%%

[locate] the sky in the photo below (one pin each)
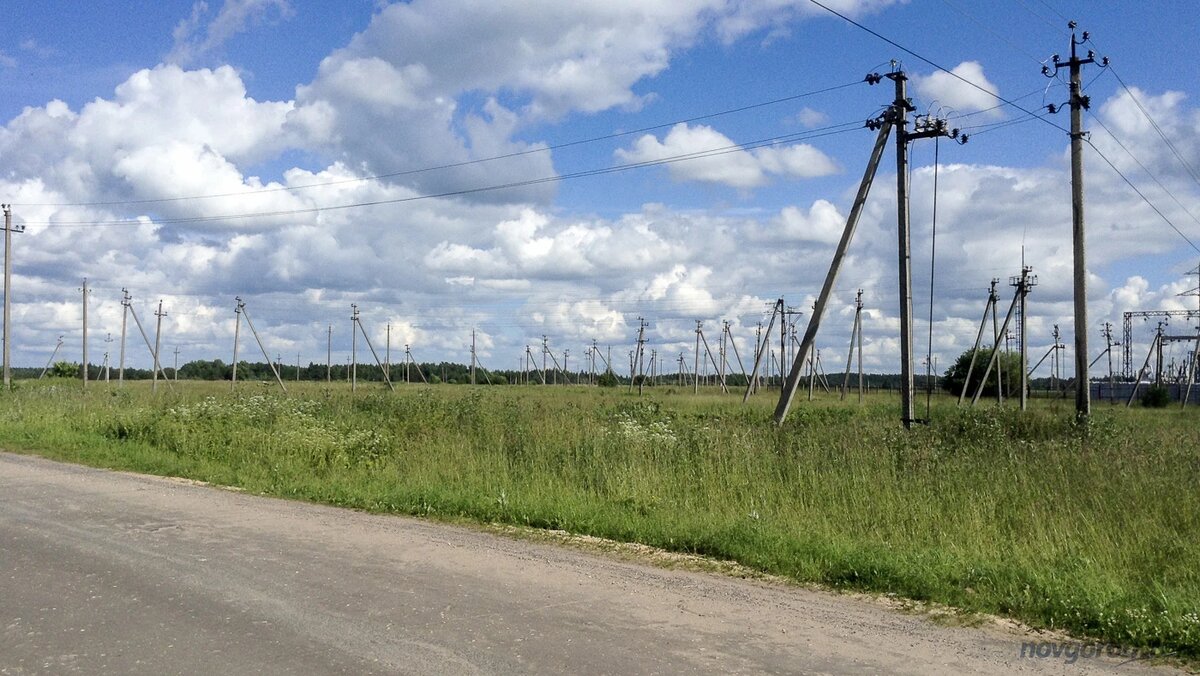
(562, 169)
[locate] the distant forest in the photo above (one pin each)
(448, 372)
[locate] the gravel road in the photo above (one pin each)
(114, 573)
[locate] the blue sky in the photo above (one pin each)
(138, 108)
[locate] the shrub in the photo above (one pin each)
(1156, 398)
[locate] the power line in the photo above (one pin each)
(1175, 150)
(1151, 204)
(945, 70)
(1144, 168)
(697, 155)
(457, 165)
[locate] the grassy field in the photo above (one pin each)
(1092, 531)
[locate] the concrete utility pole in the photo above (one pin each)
(51, 360)
(856, 333)
(1079, 102)
(762, 350)
(275, 365)
(157, 342)
(83, 369)
(108, 341)
(9, 228)
(237, 333)
(995, 352)
(1195, 350)
(1108, 350)
(639, 359)
(125, 315)
(925, 127)
(375, 356)
(354, 347)
(1024, 283)
(995, 346)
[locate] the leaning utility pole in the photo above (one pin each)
(995, 346)
(157, 342)
(84, 368)
(1078, 103)
(856, 333)
(125, 315)
(253, 331)
(107, 350)
(897, 115)
(763, 348)
(237, 333)
(9, 228)
(354, 347)
(1108, 350)
(1024, 283)
(51, 360)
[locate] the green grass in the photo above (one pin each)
(1093, 531)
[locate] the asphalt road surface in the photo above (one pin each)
(113, 573)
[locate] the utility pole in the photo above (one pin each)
(855, 334)
(108, 341)
(83, 369)
(51, 360)
(157, 342)
(1078, 103)
(9, 228)
(237, 333)
(1024, 283)
(354, 347)
(923, 127)
(125, 313)
(1195, 350)
(995, 346)
(897, 115)
(639, 358)
(1108, 342)
(275, 369)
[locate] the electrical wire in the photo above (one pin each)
(1191, 169)
(696, 155)
(933, 261)
(456, 165)
(1144, 198)
(1144, 168)
(940, 67)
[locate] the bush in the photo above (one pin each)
(957, 375)
(1156, 398)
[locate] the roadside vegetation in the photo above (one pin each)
(1095, 531)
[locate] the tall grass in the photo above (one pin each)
(1089, 530)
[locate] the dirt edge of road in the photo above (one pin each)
(647, 555)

%%

### Assigned task
Find the line with "[locate] the leaning" in the listing above, then write out that line and each remaining line exactly, with no other text.

### Completed task
[locate] the leaning utility pole in the photo above (one pin each)
(995, 346)
(157, 342)
(84, 368)
(1078, 103)
(856, 333)
(125, 315)
(253, 331)
(107, 350)
(897, 115)
(763, 348)
(237, 333)
(9, 228)
(354, 347)
(1108, 350)
(1024, 283)
(51, 360)
[locate] the green grass in the photo above (one pin each)
(1093, 531)
[locate] the asphalt road surface in the photo above (one pin each)
(113, 573)
[locate] the utility pole in the photo above (one pin each)
(855, 334)
(108, 341)
(83, 369)
(51, 360)
(157, 342)
(1078, 103)
(9, 228)
(237, 333)
(1024, 283)
(354, 347)
(923, 127)
(125, 313)
(1195, 350)
(995, 346)
(897, 115)
(639, 358)
(1108, 342)
(275, 369)
[locate] the electrical wire in the photo above (one pin each)
(1191, 169)
(696, 155)
(933, 261)
(456, 165)
(1144, 198)
(1144, 168)
(940, 67)
[locate] the bush in the photo above (one pin each)
(957, 375)
(1156, 398)
[locate] the roadside vegetation in the photo above (one pin each)
(1095, 531)
[locate] the tall grass in the photo above (one pin each)
(1089, 530)
[locate] the dirt edge of road in the photo above (one pin each)
(647, 555)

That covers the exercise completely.